**PROVIDED MATERIAL**
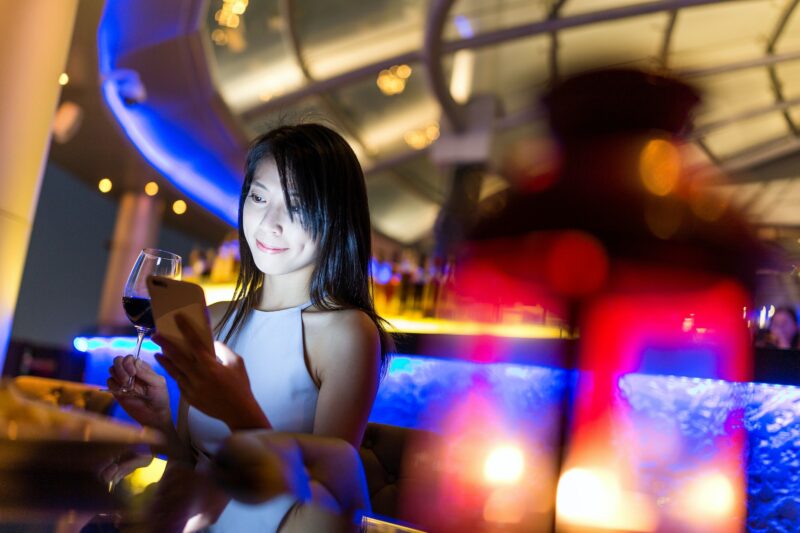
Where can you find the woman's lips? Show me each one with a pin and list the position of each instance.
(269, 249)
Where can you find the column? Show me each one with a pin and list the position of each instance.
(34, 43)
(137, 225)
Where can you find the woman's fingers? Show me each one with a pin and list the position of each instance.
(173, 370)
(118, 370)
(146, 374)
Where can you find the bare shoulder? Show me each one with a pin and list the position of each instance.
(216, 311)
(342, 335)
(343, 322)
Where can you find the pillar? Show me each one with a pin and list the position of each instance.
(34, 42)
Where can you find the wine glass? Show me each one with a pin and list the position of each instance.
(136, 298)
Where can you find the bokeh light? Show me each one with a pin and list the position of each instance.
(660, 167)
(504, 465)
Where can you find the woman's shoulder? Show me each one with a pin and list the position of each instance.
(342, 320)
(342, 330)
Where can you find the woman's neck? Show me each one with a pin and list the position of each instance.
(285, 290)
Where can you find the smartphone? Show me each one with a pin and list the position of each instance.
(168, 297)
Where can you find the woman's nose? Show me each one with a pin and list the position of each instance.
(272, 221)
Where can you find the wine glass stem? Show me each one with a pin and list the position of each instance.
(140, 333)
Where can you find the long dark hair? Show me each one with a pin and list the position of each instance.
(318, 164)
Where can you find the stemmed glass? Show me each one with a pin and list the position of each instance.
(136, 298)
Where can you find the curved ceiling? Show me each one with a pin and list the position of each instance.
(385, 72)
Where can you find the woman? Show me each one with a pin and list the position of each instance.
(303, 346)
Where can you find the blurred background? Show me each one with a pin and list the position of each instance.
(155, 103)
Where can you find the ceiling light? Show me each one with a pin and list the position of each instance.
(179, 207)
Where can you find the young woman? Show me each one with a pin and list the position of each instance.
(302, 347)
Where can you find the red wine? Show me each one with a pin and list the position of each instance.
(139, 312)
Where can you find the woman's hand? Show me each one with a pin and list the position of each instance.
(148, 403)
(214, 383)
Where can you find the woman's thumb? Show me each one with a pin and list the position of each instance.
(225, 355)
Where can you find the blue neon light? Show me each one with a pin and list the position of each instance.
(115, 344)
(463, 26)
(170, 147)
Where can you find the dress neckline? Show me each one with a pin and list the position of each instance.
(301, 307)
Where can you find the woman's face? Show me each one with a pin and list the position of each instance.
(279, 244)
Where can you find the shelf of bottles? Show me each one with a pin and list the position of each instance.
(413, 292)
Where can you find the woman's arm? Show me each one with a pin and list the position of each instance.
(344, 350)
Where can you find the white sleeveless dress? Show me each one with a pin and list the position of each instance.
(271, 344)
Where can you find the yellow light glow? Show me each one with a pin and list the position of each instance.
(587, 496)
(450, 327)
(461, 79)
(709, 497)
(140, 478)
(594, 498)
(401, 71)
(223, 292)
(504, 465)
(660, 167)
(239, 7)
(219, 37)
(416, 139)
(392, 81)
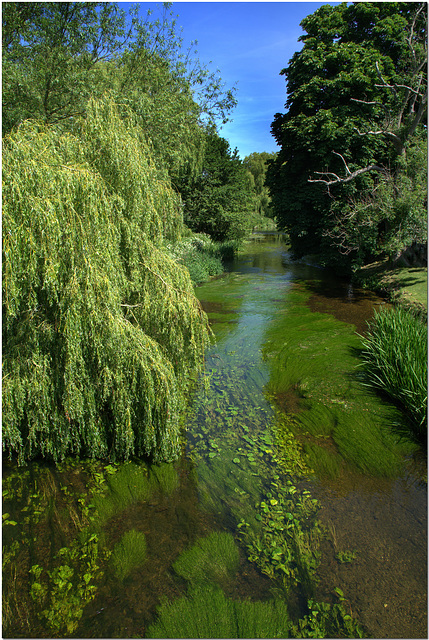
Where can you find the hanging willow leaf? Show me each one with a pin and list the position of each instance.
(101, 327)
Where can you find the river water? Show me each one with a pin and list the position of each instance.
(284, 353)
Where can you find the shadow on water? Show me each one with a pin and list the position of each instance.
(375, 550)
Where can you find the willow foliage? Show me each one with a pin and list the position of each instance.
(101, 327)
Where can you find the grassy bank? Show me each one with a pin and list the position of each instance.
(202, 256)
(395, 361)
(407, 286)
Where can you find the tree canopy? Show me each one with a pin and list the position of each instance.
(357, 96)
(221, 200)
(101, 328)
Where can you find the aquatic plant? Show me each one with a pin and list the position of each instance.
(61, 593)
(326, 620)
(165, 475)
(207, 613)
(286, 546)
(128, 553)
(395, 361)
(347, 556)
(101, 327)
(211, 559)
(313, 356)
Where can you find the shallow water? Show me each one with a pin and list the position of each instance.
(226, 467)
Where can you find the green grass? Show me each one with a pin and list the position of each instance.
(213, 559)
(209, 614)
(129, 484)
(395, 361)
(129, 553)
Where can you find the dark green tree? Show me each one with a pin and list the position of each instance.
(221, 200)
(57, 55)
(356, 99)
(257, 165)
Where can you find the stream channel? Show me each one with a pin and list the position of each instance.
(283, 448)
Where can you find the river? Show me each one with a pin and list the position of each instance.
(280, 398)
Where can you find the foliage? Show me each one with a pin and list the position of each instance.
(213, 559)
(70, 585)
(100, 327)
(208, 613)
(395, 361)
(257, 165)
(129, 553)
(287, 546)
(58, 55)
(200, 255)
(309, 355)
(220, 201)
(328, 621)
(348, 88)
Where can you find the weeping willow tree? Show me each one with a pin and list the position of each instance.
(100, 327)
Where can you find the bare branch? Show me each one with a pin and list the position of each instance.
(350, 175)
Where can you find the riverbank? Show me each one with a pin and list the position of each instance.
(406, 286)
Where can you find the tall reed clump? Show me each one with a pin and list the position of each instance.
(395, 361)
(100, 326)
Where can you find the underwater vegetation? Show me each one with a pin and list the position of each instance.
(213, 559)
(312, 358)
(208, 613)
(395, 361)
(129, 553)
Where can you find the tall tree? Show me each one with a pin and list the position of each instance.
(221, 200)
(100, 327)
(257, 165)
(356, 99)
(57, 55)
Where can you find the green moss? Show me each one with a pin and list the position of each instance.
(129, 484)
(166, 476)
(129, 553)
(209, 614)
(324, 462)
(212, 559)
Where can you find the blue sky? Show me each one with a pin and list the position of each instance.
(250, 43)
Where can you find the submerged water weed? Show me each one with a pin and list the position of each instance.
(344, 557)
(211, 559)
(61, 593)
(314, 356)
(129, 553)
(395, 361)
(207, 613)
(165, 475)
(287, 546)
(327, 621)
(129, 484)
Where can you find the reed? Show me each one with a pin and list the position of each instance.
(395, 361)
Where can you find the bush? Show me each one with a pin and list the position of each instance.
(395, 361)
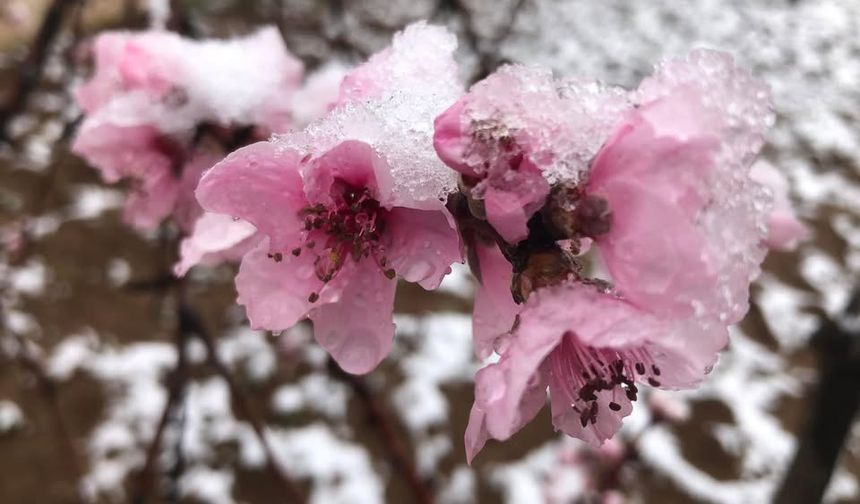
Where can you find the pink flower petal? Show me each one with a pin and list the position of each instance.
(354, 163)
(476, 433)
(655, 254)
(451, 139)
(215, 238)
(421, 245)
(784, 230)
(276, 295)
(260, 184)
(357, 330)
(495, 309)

--

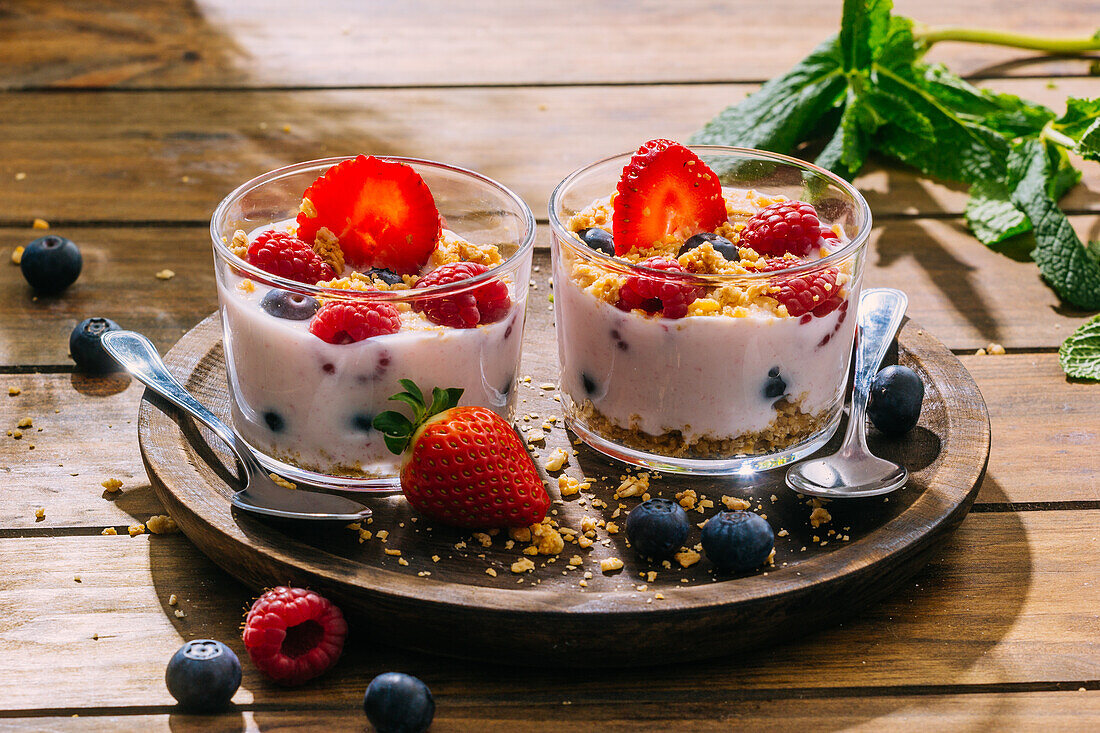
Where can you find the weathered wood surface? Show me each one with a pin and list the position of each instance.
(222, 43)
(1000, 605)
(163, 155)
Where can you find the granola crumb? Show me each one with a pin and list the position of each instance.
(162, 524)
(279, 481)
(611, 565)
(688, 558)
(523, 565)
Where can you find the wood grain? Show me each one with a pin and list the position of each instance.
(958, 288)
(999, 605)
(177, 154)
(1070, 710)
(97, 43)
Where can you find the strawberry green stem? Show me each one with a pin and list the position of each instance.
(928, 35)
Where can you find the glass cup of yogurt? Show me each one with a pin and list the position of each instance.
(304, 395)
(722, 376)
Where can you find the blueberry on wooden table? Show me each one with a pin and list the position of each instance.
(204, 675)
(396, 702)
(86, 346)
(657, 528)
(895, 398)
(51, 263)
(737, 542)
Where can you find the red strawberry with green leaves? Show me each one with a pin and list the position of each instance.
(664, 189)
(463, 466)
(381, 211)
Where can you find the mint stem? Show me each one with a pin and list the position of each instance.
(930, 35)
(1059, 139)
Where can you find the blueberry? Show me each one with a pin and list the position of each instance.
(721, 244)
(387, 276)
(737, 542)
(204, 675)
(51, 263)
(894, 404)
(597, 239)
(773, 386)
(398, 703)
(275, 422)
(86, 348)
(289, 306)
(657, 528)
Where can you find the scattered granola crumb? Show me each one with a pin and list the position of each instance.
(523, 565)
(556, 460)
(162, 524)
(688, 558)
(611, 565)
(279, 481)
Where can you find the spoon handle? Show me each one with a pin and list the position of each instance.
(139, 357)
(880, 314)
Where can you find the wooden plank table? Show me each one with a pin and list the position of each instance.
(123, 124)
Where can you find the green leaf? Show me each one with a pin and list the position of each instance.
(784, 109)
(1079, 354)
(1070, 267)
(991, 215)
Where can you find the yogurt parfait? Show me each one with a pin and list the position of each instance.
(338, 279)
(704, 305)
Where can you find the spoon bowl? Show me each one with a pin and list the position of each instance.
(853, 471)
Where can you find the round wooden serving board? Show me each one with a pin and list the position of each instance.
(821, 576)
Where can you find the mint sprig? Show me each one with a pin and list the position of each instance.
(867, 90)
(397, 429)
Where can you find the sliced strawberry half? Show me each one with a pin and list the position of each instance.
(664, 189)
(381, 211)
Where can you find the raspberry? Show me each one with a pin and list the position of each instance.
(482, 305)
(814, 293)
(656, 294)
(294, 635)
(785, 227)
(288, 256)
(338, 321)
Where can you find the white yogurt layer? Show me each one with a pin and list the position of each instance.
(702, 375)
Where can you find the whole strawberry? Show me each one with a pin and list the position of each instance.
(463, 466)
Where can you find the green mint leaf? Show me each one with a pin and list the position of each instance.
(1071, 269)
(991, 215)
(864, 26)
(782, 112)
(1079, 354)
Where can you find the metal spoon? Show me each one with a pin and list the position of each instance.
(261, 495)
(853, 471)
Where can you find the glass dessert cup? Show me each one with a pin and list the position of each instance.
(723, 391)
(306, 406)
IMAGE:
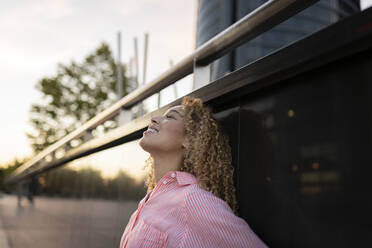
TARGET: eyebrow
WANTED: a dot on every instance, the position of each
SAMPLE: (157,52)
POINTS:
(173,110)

**DIRECTIONS**
Output exactly the lines of the listing above that start with the one holding "Where can you find the metal" and go on through the one holding "WANTED: a dot"; leave the pictures out.

**OUTPUT OF THE TASK**
Where can you find the metal spoon? Show me each one with a pin and list the position of each instance.
(261, 495)
(853, 471)
Where can you find the glass dessert cup? Show me each one with a pin and list the position of each instance.
(723, 391)
(306, 406)
IMAGE:
TARGET: eyebrow
WANTED: a dot on every instance, the position of each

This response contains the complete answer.